::: DATASET :::
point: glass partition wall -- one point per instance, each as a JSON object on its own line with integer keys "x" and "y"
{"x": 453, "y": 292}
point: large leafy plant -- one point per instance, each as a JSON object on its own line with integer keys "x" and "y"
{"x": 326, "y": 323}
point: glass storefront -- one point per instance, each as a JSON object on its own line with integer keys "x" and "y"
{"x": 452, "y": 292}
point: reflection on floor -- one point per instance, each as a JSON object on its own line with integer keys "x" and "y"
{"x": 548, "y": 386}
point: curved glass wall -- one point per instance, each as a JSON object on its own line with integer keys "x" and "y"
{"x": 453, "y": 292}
:::
::: DATASET :::
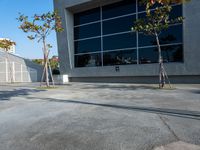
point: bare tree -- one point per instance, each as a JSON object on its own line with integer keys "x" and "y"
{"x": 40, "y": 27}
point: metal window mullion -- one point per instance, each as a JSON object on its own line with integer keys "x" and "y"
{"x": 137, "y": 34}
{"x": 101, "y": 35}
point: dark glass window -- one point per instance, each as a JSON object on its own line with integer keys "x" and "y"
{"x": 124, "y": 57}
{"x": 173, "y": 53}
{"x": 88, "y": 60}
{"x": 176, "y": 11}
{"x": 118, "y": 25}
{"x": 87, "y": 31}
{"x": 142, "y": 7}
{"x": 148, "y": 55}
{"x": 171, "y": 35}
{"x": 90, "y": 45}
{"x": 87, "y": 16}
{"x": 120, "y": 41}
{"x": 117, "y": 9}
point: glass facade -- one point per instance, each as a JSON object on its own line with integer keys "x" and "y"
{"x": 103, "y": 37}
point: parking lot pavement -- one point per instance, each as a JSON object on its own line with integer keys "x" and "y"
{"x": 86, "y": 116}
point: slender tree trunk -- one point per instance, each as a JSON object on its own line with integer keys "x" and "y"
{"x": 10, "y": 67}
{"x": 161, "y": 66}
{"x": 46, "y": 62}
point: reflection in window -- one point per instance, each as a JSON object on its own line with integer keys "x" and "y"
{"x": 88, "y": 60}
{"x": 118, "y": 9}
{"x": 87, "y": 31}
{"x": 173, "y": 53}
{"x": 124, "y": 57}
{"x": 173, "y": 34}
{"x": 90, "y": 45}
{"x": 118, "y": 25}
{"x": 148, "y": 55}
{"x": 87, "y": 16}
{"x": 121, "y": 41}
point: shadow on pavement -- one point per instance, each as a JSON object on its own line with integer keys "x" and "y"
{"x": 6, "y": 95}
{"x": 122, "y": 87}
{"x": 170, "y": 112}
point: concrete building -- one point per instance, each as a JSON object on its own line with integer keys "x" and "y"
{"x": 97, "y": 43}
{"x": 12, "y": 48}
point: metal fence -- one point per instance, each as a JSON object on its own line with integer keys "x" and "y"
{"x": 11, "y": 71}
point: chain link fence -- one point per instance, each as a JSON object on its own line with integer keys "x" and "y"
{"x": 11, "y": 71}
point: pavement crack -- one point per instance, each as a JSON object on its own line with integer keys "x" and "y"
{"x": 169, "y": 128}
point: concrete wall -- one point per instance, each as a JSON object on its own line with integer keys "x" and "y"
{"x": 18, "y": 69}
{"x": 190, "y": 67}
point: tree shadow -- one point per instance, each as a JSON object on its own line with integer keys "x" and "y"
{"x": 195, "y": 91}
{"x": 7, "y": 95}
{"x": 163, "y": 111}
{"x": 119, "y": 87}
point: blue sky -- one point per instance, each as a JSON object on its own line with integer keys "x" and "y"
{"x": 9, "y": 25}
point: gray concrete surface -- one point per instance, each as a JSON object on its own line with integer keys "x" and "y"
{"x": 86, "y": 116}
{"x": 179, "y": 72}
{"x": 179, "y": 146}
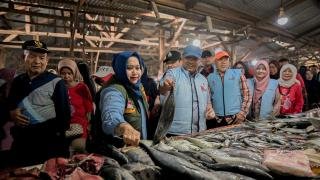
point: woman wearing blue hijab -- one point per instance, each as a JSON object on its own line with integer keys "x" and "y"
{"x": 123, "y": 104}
:::
::: DATASET :::
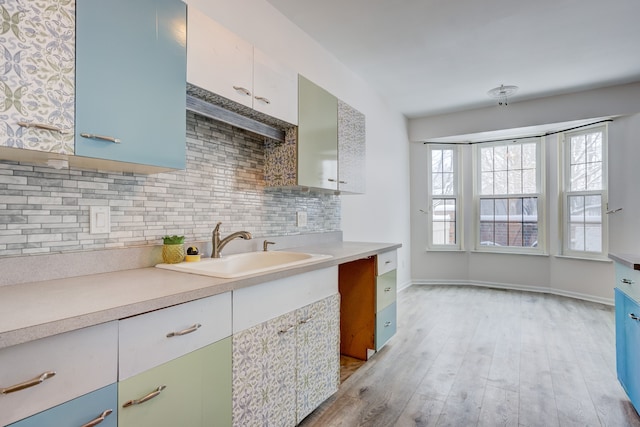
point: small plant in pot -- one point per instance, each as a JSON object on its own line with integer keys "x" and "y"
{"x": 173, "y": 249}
:::
Extract every line of the data that contains the string "shadow".

point: shadow on pavement -- one point per instance, each as a JSON object on its own line with integer keys "x" and "y"
point: tree shadow -- one point per instance, each as a JSON object on its own line with integer keys "x" and "y"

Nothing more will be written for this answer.